**Problem**
A word-for-word transcript of the closing lines is required: from the one with "Thank you for sharing the picture. Please indicate the calm" through the final line of the data.

**Data under study**
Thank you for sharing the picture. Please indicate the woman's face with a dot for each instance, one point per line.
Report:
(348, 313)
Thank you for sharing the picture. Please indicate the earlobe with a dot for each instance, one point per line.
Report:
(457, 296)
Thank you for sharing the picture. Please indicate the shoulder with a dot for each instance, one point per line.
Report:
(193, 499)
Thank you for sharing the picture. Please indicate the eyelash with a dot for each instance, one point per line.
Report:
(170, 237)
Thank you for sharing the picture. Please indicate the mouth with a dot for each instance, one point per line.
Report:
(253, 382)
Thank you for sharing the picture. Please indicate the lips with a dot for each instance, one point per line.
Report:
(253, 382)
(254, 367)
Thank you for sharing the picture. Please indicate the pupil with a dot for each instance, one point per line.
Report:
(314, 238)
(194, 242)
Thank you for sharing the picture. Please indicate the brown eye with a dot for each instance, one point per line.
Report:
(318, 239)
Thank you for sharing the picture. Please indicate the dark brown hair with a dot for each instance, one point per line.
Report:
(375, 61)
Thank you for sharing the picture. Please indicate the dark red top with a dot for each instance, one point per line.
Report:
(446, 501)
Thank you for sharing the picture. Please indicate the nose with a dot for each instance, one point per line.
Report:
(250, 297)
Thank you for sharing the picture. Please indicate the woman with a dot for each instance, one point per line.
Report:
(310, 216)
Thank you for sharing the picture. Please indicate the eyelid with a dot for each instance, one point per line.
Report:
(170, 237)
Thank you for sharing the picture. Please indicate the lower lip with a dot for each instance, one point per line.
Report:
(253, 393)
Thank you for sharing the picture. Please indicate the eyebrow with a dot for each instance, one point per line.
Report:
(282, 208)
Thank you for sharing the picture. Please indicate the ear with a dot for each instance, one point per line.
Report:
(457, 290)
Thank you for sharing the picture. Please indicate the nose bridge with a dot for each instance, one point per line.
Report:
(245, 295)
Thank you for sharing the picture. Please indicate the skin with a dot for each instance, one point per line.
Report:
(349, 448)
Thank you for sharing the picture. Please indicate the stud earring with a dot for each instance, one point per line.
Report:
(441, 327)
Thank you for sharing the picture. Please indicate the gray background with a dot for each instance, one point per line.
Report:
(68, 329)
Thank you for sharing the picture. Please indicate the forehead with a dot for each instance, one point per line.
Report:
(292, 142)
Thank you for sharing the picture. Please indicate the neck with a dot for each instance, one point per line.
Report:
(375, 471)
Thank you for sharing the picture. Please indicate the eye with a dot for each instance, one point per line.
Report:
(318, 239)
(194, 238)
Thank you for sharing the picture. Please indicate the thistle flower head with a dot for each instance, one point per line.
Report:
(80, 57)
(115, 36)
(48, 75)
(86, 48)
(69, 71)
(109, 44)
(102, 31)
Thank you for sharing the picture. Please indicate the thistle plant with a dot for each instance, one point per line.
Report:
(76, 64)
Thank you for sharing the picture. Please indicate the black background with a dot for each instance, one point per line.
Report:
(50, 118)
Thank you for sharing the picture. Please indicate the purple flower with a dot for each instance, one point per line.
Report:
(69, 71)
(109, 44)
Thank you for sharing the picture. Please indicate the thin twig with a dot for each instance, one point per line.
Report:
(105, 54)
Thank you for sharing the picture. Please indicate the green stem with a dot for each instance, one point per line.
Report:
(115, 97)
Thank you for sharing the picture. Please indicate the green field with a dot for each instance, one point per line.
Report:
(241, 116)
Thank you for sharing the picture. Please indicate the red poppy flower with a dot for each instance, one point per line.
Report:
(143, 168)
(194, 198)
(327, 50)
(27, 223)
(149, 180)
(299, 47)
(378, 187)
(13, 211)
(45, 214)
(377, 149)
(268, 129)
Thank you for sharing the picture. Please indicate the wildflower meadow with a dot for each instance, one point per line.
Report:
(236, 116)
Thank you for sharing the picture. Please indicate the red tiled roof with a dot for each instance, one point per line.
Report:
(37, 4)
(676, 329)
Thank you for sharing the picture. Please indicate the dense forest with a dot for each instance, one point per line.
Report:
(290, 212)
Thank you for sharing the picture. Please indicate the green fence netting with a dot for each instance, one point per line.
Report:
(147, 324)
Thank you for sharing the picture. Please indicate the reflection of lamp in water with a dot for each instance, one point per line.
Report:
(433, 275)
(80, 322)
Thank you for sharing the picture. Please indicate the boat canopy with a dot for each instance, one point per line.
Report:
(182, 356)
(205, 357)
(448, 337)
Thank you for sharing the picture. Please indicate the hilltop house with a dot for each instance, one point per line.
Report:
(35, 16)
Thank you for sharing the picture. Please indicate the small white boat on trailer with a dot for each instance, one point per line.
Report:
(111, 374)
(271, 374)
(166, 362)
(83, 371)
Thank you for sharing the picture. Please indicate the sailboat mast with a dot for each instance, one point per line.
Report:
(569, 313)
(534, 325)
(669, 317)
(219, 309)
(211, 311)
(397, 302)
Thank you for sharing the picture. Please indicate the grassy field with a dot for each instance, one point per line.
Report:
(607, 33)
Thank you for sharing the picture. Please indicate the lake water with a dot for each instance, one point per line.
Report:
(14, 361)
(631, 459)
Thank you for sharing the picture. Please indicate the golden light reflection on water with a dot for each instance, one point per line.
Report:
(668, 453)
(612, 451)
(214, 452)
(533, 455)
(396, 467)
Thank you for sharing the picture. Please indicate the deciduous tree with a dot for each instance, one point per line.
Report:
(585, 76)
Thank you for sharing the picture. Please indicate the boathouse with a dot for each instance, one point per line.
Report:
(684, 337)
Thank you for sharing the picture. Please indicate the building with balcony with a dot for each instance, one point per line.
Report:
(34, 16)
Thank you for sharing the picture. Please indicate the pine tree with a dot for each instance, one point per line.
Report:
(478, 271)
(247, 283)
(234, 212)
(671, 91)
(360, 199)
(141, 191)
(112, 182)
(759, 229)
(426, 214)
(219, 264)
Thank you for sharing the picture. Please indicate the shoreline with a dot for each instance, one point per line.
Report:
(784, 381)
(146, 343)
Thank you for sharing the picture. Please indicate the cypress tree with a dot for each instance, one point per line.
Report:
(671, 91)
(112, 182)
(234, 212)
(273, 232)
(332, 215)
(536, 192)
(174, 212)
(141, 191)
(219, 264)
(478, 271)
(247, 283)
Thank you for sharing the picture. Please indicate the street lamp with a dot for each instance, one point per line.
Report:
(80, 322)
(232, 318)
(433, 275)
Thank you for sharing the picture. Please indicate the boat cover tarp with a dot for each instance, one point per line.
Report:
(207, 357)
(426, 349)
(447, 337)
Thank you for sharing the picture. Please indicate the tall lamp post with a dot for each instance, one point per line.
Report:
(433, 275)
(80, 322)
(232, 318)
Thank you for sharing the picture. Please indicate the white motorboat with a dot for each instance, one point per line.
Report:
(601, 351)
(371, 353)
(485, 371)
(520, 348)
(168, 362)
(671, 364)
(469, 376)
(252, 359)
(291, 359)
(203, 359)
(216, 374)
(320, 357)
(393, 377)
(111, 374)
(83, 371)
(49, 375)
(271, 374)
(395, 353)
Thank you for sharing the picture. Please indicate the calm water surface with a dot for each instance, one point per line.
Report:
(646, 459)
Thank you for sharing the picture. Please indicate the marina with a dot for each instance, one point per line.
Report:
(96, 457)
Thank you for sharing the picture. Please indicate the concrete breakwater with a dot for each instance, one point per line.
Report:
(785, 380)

**Task answer**
Thank you for sharing the picture. Please indicate the calm water surface with a dot for each instance, one point per line.
Report:
(646, 459)
Thank you for sharing the picture. Please indicate the marina with a dot for each instance, one point per line.
Report:
(96, 457)
Thank you for sharing the picture. Please indicate the concrete breakwater with a dot for each instance, one point per line.
Report:
(785, 380)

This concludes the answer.